What this exercise asks:
[1] In the technology book review below, translate this sentence into Spanish: "Perhaps more seriously, it means that it doesn't bring in the voices of those who might be able to critically unpack the conventional narratives that we have available to us to talk about technological change."
[2] Pick up the technology book review below from its last sentence and keep writing it.

Document extract:
Perhaps more seriously, it means that it doesn't bring in the voices of those who might be able to critically unpack the conventional narratives that we have available to us to talk about technological change. So even though the book makes clear that it is not meaning to be anti-tech, in drawing on the kinds of sources it draws on, it can't help but treat what-was-before as normative and what-is-now as implicitly deviant. The kinds of experiments this book draws on so heavily cannot help but make that kind of presumption in how they are designed, I think, and whatever *this* book's intention, a lot of the scholars and authors it cites situate what they do in the context of already-dominant narratives of the dangers of technology. And that means that, as often as not, the text ends up reinforcing moral panic-style readings of tech's impacts, even when I think the author genuinely doesn't mean to. More than that, it means that sometimes technology and/or individual fallible habits get blamed for particular outcomes, when maybe more of the blame should be placed on the social organization of our lives and workplaces and families and communities under capitalism. Also, I would love to have seen critical but generous engagement with first-person accounts from the older range of people who are young enough to have grown up in the smartphone era talking about how they navigate all of these things, especially marginalized (queer, racialized, disabled, etc.) youth who have creatively used tech in their struggle to survive in a world that doesn't want them to – I'm sure they have things to teach the rest of us, and perhaps ways to help us parse out different-and-possibly-a-problem from just different, which I don't think this book does very well at all.

Information provided:
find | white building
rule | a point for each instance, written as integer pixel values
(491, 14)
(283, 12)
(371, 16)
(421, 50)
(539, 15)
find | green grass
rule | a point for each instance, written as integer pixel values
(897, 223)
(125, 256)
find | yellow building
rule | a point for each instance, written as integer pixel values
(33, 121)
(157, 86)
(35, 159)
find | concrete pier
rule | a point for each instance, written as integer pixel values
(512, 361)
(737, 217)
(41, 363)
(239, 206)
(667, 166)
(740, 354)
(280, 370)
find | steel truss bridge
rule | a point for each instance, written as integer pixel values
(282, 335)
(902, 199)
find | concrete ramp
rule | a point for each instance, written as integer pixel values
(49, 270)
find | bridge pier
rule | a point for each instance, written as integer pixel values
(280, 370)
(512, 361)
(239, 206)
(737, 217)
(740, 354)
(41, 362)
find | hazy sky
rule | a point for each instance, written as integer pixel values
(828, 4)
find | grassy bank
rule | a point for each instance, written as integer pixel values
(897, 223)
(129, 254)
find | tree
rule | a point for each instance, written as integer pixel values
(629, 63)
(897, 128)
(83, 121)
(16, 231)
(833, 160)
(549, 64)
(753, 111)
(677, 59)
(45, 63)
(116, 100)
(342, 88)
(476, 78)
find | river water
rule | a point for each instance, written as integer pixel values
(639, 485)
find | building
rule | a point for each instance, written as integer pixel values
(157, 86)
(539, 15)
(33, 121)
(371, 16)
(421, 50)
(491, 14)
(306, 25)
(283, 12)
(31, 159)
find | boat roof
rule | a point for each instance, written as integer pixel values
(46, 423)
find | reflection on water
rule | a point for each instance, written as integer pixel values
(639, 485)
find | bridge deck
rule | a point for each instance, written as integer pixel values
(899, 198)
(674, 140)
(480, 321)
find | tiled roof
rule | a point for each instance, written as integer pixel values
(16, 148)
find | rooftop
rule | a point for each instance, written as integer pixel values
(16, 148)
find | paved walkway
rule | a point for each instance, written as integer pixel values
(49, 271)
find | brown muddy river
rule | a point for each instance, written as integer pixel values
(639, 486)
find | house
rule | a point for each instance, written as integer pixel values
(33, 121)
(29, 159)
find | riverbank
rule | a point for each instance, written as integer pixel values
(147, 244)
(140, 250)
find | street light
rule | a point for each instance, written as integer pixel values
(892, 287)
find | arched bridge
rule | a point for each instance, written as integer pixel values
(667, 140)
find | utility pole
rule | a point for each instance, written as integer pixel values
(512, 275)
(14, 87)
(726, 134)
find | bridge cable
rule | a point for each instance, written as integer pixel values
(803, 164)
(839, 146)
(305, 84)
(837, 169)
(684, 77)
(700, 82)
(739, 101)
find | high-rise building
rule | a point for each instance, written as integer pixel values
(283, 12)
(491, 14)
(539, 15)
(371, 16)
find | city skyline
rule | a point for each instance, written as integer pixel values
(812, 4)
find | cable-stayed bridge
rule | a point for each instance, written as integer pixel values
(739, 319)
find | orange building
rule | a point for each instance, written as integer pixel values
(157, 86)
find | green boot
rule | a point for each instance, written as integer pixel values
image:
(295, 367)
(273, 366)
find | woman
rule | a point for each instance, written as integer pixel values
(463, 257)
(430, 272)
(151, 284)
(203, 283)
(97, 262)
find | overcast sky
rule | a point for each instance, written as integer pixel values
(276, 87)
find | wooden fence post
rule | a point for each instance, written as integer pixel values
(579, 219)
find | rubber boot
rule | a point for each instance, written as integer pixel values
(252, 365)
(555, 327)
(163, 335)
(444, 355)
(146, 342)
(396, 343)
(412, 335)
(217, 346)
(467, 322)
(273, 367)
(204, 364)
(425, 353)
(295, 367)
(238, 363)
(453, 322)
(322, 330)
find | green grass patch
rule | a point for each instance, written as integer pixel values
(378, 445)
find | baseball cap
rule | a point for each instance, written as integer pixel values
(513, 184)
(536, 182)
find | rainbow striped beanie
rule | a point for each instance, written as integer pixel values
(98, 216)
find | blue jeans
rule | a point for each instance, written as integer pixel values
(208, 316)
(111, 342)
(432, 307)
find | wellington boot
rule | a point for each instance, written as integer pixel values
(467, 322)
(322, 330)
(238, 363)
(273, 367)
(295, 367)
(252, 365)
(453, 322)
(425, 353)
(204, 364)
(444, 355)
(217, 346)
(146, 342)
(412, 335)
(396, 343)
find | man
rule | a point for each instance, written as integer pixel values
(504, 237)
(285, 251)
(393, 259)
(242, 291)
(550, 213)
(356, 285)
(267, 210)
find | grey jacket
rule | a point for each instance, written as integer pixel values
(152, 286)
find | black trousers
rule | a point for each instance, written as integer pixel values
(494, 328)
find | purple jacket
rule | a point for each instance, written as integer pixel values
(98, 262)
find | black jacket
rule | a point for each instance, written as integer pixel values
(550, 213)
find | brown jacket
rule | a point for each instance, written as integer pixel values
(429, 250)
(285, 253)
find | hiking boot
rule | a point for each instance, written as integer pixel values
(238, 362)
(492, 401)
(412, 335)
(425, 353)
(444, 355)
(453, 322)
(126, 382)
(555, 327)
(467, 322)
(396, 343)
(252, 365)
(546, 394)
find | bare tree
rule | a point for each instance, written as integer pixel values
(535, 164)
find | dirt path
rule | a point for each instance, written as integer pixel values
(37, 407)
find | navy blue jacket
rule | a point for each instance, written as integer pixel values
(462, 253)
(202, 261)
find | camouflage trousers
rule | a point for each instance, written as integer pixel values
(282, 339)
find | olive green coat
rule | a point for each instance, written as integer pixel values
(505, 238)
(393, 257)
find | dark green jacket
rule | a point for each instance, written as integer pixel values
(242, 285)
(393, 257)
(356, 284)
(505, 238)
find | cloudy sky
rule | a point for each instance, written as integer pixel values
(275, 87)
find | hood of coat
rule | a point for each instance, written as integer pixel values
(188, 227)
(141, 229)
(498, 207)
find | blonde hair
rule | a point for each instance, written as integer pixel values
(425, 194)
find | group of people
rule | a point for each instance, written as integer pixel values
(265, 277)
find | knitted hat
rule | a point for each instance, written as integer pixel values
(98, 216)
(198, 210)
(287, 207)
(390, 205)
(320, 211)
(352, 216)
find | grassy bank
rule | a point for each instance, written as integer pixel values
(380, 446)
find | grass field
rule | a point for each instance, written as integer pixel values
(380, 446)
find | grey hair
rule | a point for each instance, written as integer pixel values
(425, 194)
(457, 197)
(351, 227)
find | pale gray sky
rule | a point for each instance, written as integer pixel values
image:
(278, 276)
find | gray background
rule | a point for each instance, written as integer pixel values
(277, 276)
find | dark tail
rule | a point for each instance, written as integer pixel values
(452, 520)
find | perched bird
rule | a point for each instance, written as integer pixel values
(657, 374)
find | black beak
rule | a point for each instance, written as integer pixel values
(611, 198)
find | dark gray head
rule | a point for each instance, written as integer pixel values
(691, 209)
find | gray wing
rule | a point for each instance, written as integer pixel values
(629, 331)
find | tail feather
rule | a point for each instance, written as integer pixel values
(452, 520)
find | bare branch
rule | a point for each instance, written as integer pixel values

Outputs for the tasks:
[1] Quizás más grave aún, significa que no incorpora las voces de quienes podrían desmontar críticamente las narrativas convencionales de las que disponemos para hablar del cambio tecnológico.

[2]
I also look a bit askance at the ways in which this book treats so much of this as new. Sure, smartphones and social media mean that my obsessing about my time usage has different details than it did in 1998. But the basic questions about the life you want to live, the things you want to make, the experiences that you want to enjoy, the dynamics of self that pull in this direction and that, and the practices of self-fashioning that can cajole a reluctant self into the shape that you want it to take are no different now than then. At least not for me, anyway. It's not about my phone, or it's only a bit about my phone; it's mostly about me-in-the-world.

Anyway, given what this book sets out to do, and given where I'm reading it from, I suppose it's not surprising that I appreciated at least some of the tools and insights it has given me to think about how I use my time and how I might use it differently, and that I was simultaneously skeptical of its approach to social analysis.